(Required tasks):
• a. Swap "greasy" for "oily" in the dog yeast infection text between "There may also" and "Infections in Dogs?", inclusive, and write out that stretch.
• b. Please list every part of a dog's body that the dog yeast infection text names as a place where yeast infections occur.

If the infection is chronic, the skin may thicken and become darker in color.
Yeast infections on a dog’s mouth or face can cause extreme itching or face rubbing.
A dog with yeast infections on its paws can have red, irritated, and itchy paws.
The underside of the paws, between the pads, is affected most often, but yeast can occur anywhere on the paws. Sometimes a brown discharge can be seen in the nail beds.
Dogs with yeast infections on the paws usually lick their paws more than normal.
There may also be hair loss.
Dog ear yeast infections are quite common, and the ears often smell sweet or musty.
Usually, you will see redness, which may extend onto the flap of the ear, and the discharge is generally brown.
The ear may appear to be greasy, and the hair may be matted.
Yeast infections in a dog’s ears can be very itchy, causing dogs to scratch their ears or rub their head excessively.
What’s the Difference Between Ear Mites and Yeast Infections in Dogs?

(Record set):
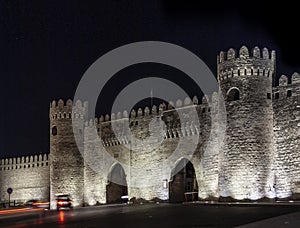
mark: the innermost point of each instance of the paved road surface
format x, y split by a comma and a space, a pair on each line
154, 215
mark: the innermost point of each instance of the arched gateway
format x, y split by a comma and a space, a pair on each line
183, 185
117, 185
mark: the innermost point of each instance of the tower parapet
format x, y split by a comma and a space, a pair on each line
232, 64
59, 109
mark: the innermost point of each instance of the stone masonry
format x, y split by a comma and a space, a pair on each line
258, 157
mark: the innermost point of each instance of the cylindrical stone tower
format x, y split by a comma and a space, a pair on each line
246, 83
66, 162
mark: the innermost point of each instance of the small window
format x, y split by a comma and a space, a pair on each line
54, 130
233, 94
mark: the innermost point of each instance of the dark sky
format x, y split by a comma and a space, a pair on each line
46, 46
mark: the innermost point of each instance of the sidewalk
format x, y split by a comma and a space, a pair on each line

(Task-by-task outputs):
• a.
There may also be hair loss.
Dog ear yeast infections are quite common, and the ears often smell sweet or musty.
Usually, you will see redness, which may extend onto the flap of the ear, and the discharge is generally brown.
The ear may appear to be oily, and the hair may be matted.
Yeast infections in a dog’s ears can be very itchy, causing dogs to scratch their ears or rub their head excessively.
What’s the Difference Between Ear Mites and Yeast Infections in Dogs?

• b. mouth, face, paws, ears